→ **EXERCISE GOAL**
In the records below, pick out all lines containing the word "countertop".

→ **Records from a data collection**
..........

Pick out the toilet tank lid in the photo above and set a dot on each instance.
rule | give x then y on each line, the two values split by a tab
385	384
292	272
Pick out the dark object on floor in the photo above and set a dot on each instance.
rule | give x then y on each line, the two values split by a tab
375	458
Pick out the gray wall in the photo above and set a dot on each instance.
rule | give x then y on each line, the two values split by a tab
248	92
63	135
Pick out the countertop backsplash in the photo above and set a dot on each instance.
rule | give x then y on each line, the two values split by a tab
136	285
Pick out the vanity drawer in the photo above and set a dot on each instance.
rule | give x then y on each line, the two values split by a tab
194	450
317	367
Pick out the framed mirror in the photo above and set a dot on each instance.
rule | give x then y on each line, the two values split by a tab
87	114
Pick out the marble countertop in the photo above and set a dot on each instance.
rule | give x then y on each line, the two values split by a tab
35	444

..........

→ **ANSWER BELOW**
Pick out the countertop backsplash in the photo above and set a dot on each instance.
Pick out the marble countertop in the photo above and set a dot on each instance.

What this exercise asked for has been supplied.